Convert the records below into a Markdown table with two columns, Row and Line. Put a running number and one line of text in each row, skipping blank lines and leaving out the pictures.

• _MATERIAL PROVIDED_
● ● ● ● ● ● ●

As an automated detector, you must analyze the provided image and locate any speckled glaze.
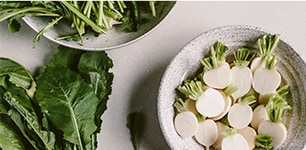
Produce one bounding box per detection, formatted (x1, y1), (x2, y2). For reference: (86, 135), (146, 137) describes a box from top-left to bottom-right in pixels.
(23, 1), (176, 51)
(157, 25), (306, 150)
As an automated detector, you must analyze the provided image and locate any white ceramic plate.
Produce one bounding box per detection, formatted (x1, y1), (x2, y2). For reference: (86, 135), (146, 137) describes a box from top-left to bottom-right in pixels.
(23, 1), (176, 51)
(158, 25), (306, 150)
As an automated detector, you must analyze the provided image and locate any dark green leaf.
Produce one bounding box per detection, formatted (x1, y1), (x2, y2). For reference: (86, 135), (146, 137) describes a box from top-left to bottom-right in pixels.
(7, 19), (21, 33)
(78, 51), (114, 131)
(0, 57), (34, 89)
(0, 115), (25, 150)
(35, 66), (98, 149)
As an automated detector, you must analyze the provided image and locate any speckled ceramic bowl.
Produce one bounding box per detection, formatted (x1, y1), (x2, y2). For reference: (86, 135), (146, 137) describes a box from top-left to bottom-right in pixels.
(23, 1), (176, 51)
(158, 25), (306, 150)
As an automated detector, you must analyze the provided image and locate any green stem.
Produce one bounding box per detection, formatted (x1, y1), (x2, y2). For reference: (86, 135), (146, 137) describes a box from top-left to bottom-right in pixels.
(178, 80), (203, 100)
(60, 1), (106, 33)
(255, 134), (273, 149)
(234, 48), (255, 67)
(266, 95), (292, 123)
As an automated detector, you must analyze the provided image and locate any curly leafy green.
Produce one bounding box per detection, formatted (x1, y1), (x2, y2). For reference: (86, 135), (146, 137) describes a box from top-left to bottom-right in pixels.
(0, 46), (114, 150)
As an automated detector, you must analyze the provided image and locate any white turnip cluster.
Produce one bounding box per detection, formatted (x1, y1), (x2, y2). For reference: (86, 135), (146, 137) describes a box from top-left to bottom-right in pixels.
(174, 35), (291, 150)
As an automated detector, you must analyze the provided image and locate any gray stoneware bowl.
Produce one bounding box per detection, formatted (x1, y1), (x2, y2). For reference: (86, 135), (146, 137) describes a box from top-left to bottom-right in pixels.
(157, 25), (306, 150)
(23, 1), (176, 51)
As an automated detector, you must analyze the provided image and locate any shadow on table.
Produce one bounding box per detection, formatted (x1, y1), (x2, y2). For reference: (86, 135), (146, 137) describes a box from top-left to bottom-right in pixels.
(130, 57), (170, 150)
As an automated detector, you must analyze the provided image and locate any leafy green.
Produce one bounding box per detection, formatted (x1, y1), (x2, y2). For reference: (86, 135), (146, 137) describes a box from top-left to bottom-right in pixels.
(0, 114), (25, 150)
(0, 46), (114, 150)
(126, 112), (140, 150)
(35, 67), (98, 149)
(0, 0), (156, 45)
(0, 57), (34, 89)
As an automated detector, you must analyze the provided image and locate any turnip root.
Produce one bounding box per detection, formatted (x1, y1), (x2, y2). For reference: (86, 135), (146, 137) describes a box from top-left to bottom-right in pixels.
(252, 56), (281, 94)
(227, 93), (256, 129)
(178, 80), (225, 117)
(237, 127), (257, 149)
(250, 34), (279, 73)
(212, 122), (229, 149)
(231, 48), (254, 100)
(201, 42), (232, 89)
(194, 119), (218, 150)
(211, 92), (233, 120)
(258, 95), (291, 147)
(251, 105), (269, 130)
(196, 88), (225, 117)
(221, 128), (249, 150)
(174, 111), (199, 138)
(258, 84), (289, 105)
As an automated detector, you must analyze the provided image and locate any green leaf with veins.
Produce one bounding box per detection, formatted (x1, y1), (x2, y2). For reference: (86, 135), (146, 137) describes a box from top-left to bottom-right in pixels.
(35, 66), (98, 150)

● ● ● ● ● ● ●

• _TASK ANSWER_
| Row | Line |
|---|---|
| 1 | As an automated detector, you must analyze the provided image and locate any speckled glaze. |
| 2 | Produce one bounding box per detection, formatted (x1, y1), (x2, y2). For reference: (86, 135), (146, 137) describes a box from top-left to bottom-right in pixels. |
| 3 | (23, 1), (176, 51) |
| 4 | (157, 25), (306, 150) |
| 5 | As an automated detector, you must analyze the provided image and locate any white ceramic plate. |
| 6 | Produce one bounding box per detection, formatted (x1, y1), (x2, y2). For reference: (86, 135), (146, 137) describes a box from top-left to bottom-right in pixels. |
| 7 | (23, 1), (176, 51) |
| 8 | (158, 25), (306, 150) |
| 9 | As an automated detector, you must analyze the provided image and locate any dark green leaf. |
| 10 | Produce one bounding box per detection, formatted (x1, y1), (x2, y2). For reference: (86, 135), (146, 137) describes a box from top-left to bottom-right in pixels. |
| 11 | (7, 19), (21, 33) |
| 12 | (78, 51), (114, 131) |
| 13 | (0, 57), (34, 89) |
| 14 | (0, 115), (25, 150) |
| 15 | (35, 66), (98, 149) |
| 16 | As an automated detector, you must analyze the provided image and locate any speckled ceramic bowl. |
| 17 | Produce one bounding box per detection, formatted (x1, y1), (x2, y2). For reference: (86, 135), (146, 137) describes a box from top-left to bottom-right in pixels. |
| 18 | (23, 1), (176, 51) |
| 19 | (158, 25), (306, 150) |
| 20 | As an automated detector, you must analyze the provided image and locate any green stem. |
| 21 | Produce one bounding box per detection, formatted (x1, y1), (x2, y2). For reference: (86, 135), (146, 137) describes a box from top-left to bottom-right in pixels. |
| 22 | (178, 80), (203, 100) |
| 23 | (60, 1), (106, 33) |
| 24 | (255, 134), (273, 149) |
| 25 | (234, 48), (255, 67) |
| 26 | (266, 95), (292, 123) |
| 27 | As an automated detector, you must analyze the provided image and locate any curly leafy green. |
| 28 | Produce one bounding box per detection, formatted (x1, y1), (x2, y2). For reference: (86, 135), (146, 137) describes a box from top-left to bottom-right in pixels. |
| 29 | (0, 46), (114, 150) |
| 30 | As an automated detector, you must analyze the provided image and locate any white turnip cluster. |
| 31 | Produce one bounding box per detection, formatted (x1, y1), (x2, y2). For reference: (86, 135), (146, 137) describes a box from top-left to bottom-right in pixels. |
| 32 | (174, 35), (291, 150) |
| 33 | As an automated detector, you must analyze the provided image and locate any gray stoneware bowl. |
| 34 | Produce one bounding box per detection, formatted (x1, y1), (x2, y2). For reference: (86, 135), (146, 137) describes a box from top-left to bottom-right in pixels. |
| 35 | (157, 25), (306, 150) |
| 36 | (23, 1), (176, 51) |
| 37 | As an automated detector, you must analyze the provided image and locate any shadow on table. |
| 38 | Produce one bounding box per detection, formatted (x1, y1), (x2, y2). For reference: (86, 135), (146, 137) describes a box from top-left to bottom-right in pixels. |
| 39 | (130, 57), (170, 150) |
| 40 | As an automated detector, you must analyze the provided image and locate any leafy green. |
| 41 | Produce one bounding box per detection, formatted (x1, y1), (x2, y2). For reference: (86, 135), (146, 137) describes a box from top-left to bottom-right in pixels. |
| 42 | (0, 114), (25, 150) |
| 43 | (0, 46), (114, 150) |
| 44 | (126, 112), (140, 150) |
| 45 | (35, 67), (98, 149) |
| 46 | (0, 0), (156, 45) |
| 47 | (0, 57), (34, 89) |
| 48 | As an automated detector, you must analyze the provided image and locate any turnip root. |
| 49 | Produce one bounding box per detection, formatted (x1, y1), (x2, y2). For reference: (86, 135), (146, 137) describes a box from top-left to bottom-right in pixels. |
| 50 | (252, 56), (281, 94) |
| 51 | (227, 93), (256, 129) |
| 52 | (178, 80), (225, 117) |
| 53 | (237, 127), (257, 149) |
| 54 | (250, 34), (279, 73) |
| 55 | (212, 122), (229, 149) |
| 56 | (231, 48), (254, 100) |
| 57 | (201, 42), (232, 89) |
| 58 | (194, 119), (218, 150) |
| 59 | (211, 92), (233, 120) |
| 60 | (258, 95), (291, 147) |
| 61 | (251, 105), (269, 130) |
| 62 | (196, 88), (225, 117) |
| 63 | (221, 128), (249, 150) |
| 64 | (174, 111), (199, 138) |
| 65 | (258, 84), (289, 105) |
| 66 | As an automated detector, you must analyze the provided image and locate any green leaf with veins. |
| 67 | Produce one bounding box per detection, formatted (x1, y1), (x2, y2). For reference: (86, 135), (146, 137) describes a box from top-left to bottom-right in pixels. |
| 68 | (35, 66), (98, 150) |